#### WHAT IS NEEDED
Look through the listing and report every line that has "sample" in it.

#### RECORDS TO PROCESS
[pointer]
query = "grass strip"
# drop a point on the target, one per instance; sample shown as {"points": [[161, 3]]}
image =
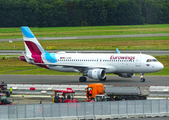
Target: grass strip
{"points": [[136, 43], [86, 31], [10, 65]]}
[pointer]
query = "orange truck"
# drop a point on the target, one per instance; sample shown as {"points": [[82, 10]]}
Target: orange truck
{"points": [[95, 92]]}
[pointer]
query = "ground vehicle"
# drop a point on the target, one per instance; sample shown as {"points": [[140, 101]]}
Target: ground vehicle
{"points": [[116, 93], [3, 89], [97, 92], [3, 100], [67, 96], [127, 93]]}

* * *

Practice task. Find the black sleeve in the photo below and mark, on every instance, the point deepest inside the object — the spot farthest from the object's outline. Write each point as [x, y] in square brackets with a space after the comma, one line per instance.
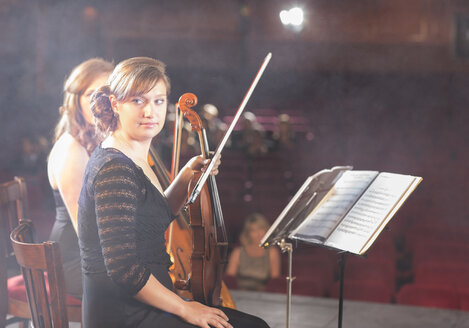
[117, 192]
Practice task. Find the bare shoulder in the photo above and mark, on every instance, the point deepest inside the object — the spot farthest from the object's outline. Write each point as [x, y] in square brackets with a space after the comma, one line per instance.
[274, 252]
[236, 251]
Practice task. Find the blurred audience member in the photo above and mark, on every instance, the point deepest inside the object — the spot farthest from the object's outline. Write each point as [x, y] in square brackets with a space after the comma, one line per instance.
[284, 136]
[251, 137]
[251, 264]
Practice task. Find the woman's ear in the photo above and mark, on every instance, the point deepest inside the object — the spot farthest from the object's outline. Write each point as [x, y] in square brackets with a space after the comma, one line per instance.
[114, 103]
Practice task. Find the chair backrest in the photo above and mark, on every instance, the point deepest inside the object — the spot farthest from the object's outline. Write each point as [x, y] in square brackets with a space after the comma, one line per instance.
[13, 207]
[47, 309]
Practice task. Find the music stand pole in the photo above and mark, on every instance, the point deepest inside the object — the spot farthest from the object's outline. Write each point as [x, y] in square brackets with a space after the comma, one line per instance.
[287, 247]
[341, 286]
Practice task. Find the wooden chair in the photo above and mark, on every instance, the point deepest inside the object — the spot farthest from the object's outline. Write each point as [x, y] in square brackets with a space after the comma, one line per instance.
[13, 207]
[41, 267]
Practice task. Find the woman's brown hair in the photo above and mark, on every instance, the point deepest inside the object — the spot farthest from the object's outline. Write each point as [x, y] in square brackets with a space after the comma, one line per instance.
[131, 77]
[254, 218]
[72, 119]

#### TASK RESULT
# drop a point on the target, one per instance; sample shown as {"points": [[161, 3]]}
# drop a point on the target, one per instance; sample shown as {"points": [[82, 10]]}
# drop a point on the target, one per instance; sample shown as {"points": [[140, 101]]}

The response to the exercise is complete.